Given exercise 1
From the records below, pull out every line that contains the string "pattern".

Source excerpt
▬▬▬

If you’re spending a few thousand dollars a month on fuel across a small fleet — utes, vans, company vehicles — a business fuel card is the better product. You’ll save money on fuel via ongoing discounts, reduce admin, and claim your GST savings without setting up a single salary packaging arrangement.
Salary sacrifice fuel cards have their place — but that place is usually a mid-to-large employer with a formal salary packaging program, higher-income employees who want to reduce their taxable income, and a payroll team or provider to manage the fringe benefits tax compliance. For a tradie with five utes or a small business with a handful of staff vehicles, it’s probably overkill.
What’s the Difference?
Business Fuel Card
A business fuel card is issued in your company name — your ABN, your account. Your drivers use it to fill up at participating service stations, and you get one consolidated invoice covering all transactions. You set the limits per card, restrict purchases to fuel and car running costs if you want, and the whole thing flows through as a normal business expense.
Tax treatment is clean: fuel is a legitimate car expense, you claim the deduction, and you claim the GST input tax credit on your BAS. No fringe benefits tax. No salary deductions from employee pay. No third-party packaging provider.
Most cards also cover other running expenses beyond fuel — things like tyres, oil, and roadside assistance depending on the card. Some even extend to non-fuel purchases at the servo. You’re in control of what’s allowed.

▬▬▬

Excerpts of location labeling data
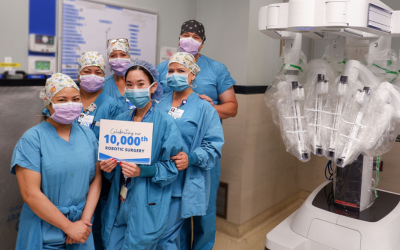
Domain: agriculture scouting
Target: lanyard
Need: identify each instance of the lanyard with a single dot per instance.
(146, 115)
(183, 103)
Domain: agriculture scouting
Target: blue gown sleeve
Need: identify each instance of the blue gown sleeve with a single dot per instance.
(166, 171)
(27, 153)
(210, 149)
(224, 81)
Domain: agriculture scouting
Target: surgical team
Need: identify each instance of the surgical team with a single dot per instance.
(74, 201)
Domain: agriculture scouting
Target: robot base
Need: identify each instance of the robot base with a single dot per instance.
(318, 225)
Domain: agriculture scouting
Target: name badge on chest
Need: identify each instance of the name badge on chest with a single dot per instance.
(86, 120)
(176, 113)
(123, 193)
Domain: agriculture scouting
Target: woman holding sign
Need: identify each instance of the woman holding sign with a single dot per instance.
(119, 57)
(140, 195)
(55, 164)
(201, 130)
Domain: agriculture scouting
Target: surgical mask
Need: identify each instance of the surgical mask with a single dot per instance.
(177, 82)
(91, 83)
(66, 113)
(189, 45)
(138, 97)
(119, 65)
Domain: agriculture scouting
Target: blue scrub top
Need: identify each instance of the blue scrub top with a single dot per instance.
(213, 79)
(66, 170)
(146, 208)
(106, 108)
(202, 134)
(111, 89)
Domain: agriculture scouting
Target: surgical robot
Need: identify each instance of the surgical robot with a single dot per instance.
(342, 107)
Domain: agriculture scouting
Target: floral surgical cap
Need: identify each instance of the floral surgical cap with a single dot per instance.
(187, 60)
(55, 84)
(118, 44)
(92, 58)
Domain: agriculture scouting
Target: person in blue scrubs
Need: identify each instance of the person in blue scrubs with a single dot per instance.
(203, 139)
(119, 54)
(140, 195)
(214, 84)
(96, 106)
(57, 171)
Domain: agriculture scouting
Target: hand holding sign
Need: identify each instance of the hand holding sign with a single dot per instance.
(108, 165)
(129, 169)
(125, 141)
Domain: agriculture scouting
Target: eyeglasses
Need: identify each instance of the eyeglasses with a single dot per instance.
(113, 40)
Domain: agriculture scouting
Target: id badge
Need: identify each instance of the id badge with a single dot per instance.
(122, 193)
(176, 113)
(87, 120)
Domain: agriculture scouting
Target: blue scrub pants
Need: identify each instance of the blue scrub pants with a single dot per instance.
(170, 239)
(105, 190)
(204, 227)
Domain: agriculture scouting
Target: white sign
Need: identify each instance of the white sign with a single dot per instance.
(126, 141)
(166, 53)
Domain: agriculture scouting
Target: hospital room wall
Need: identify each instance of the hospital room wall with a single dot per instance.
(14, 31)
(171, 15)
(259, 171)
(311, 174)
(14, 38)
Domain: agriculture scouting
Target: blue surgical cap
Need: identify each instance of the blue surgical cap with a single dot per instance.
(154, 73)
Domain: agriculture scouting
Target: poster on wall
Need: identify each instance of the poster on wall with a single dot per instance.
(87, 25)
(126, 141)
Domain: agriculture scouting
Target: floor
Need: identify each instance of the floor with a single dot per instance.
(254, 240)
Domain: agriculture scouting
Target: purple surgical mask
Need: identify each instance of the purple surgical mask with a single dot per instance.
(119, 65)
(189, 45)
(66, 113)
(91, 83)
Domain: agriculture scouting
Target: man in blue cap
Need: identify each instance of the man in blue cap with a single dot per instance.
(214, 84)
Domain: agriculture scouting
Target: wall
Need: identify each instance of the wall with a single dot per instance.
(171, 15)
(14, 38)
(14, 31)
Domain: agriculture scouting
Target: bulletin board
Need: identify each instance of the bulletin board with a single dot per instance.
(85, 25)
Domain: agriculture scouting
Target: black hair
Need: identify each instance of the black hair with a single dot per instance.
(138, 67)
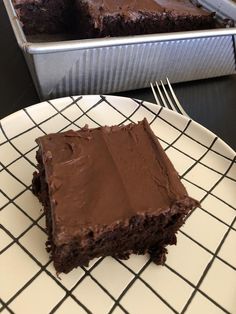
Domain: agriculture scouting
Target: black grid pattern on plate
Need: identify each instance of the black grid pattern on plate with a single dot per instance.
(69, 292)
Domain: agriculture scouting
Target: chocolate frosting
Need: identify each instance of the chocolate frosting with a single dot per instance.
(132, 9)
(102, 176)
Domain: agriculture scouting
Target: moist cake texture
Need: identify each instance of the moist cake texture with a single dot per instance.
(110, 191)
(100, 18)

▬▬▬

Given exercise 2
In the fuel card excerpt above, condense the paragraph beginning "Tax treatment is clean" into a short bulleted list that keeps its main facts.

Output 1
Target: black grid pattern on plate
Need: identify each instance of the black grid pattern on plate with a single dot per instance.

Output 2
- Fuel is a legitimate car expense, so the deduction can be claimed.
- The GST input tax credit is claimed on the BAS.
- No fringe benefits tax applies.
- Employee pay has no salary deductions.
- No third-party packaging provider is involved.